My birthday is on June 1st, and Sterling can be reached at 415-457-1214 (cell 510-798-3497).

Tuesday, March 16, 2010


Let me introduce Sabine, Tamara Loring and Philip Greene's beautiful cat. Tamara is a great harpsichordist, Philip a wonderful photographer, and Sabine is very fortunate to have such parents. They live in a lovely (I borrow this word from the fair sex) house in Inverness, surrounded by trees and flowers. That I am very fond of cats may not be widely known; however I really do, especially since they are generally only too happy to pose for pictures.

Monday, March 15, 2010


It happened again this morning at the Ponds.
I cannot stop myself from taking pictures of Great Blue Herons in flight. As soon as  a Great Blue lifts off, my hands, my camera, and even my beard, act in concert, and bingo, I have added another picture to my collection, which has just reached the number 2,387. Positive addictions are said to be healthy, but I'm beginning to wonder. I'll be grateful for your helpful input.

Sunday, March 14, 2010


Once again I have listened to the wishes of the multitude of my fans. After my trip to the Santa Rosa rookery, and the picture of the flying Egret, carrying a branch, I was overwhelmed by at least two entreaties to show a picture of a bird in the trees. Here it is. Be sure to look for the twig in the Egret's bill. With their huge wing-span, the birds had to exercise extreme caution in landing between branches.

Saturday, March 13, 2010


Don't blame me this time. I didn't touch a thing! Honest! Somebody else did all the work, and all I had left to do was take the picture. I had just shot 150 pix of the West Marin Little League parade, and was heading back to my car, from the newly named Contratti Ballfield, when I saw this must-photograph guy!

Friday, March 12, 2010

Black-necked Stilts

Black-necked Stilts at Shollenberger Park in Petaluma. It seems that nobody has the answers to Flocking and Swarming, something that fascinates and thrills me. My guess is that birds have another sense, one that lets them communicate in a way we cannot fathom.

Thursday, March 11, 2010

Bird Walk

A couple of days ago at the Ponds. I assume this was a class on a Bird Walk. Binoculars, note-pads, and even a bird-identifying card. I thought it was a nice scene, and especially liked the girl in blue pointing at something she had just discovered. I'm so glad to see kids being exposed to Mother Nature!

Wednesday, March 10, 2010

Egret Feather

I found this feather the other day, under one of the Great Egret trees in Santa Rosa. A beautiful gift from the birds.
Please forgive me if some of my information does not stand up to close scrutiny! I tried to get it right!
This feather is called a plume. And it was the beautiful bird's plumage that made it far too popular in 19th-century North America, resulting in the egrets being decimated by plume hunters who supplied purveyors of the latest ladies' fashions. Today the great egret is the symbol of the National Audubon Society and represents a conservation success story.

Pointing lines
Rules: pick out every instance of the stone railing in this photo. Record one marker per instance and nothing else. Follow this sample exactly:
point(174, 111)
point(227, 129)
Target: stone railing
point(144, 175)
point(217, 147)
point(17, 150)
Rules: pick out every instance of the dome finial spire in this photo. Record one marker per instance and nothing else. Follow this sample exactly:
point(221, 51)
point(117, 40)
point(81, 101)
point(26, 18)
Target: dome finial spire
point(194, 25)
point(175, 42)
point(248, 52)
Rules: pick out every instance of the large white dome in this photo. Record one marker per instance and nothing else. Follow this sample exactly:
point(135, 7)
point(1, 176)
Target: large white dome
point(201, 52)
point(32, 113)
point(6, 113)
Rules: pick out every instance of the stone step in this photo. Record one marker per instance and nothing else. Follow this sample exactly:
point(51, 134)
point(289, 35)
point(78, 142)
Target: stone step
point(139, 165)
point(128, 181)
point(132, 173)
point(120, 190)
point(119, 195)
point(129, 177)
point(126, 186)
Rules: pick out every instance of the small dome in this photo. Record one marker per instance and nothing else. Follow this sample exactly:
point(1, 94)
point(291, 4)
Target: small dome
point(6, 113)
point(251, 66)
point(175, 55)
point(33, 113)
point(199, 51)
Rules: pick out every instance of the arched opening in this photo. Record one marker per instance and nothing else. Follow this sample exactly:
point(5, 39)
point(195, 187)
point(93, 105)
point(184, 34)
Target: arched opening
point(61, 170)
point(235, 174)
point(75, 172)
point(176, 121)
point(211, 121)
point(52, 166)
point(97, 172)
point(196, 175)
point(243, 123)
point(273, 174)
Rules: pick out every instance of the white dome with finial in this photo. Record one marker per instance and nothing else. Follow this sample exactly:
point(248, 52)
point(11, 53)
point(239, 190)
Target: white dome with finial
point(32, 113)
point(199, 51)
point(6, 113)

◆ DIRECTIONS ◆
1. In the photo blog, where did the writer find the egret feather?
2. Carry on the photo blog from its last sentence.

◆ ANSWERS TO EACH TASK ◆
1. Under one of the Great Egret trees in Santa Rosa.

2.
The name Egret stems from the French word Aigrette which means plume.
You may now admire the picture!

Monday, March 8, 2010


Another wonderful adventure. Acting on directions from wonderful photographer Philip Green, Bob H and I expeditioned (?) out to the 'West 9th Street Rookery' in Santa Rosa. There, on a residential street, and next to a school, are two Eucalyptus and one Pine trees, serving as the home of dozens of Black-crowned Night-Herons and Great Egrets. A most unlikely place for a rookery! I sat on my folding chair, watching the birds, and taking pictures as they were hauling in twigs and branches, building nests in the trees for their soon-to-arrive offspring. They paid no attention to the incessant yelping of a neighborhood dog. Soon there should be more activity in those trees, with more arrivals plus newborns.
I could not help but be awed, once again, by the activity of birds. Just think how they know the time if rife to start building a nest, then flying out to pick the right twig, picking it up in their bill, flying with it to the nest, and placing it in just the right and secure spot. That's no mean undertaking!

Shollenberger Park

Heading back after a birding trip to Santa Rosa (pix soon), Bob H and I visited Shollenberger Park in Petaluma. We were greeted, on the shore, by three rather friendly birds. Bob called them ducks, and I corrected him in a very authoritative voice, that they were geese. The fact of the matter is that I didn't have a clue. I just 'thought' they were geese. They seemed almost tame and perhaps even looking for a hand-out. After parading in front of us, they casually waddled into the water. No sooner did I arrive at home than I consulted my guide-books and - you guessed it - came up with zilch! My guess is that the black birds were males, the light-colored one a female. Be sure to admire their curled tails. I swear they were not rubber-duckies!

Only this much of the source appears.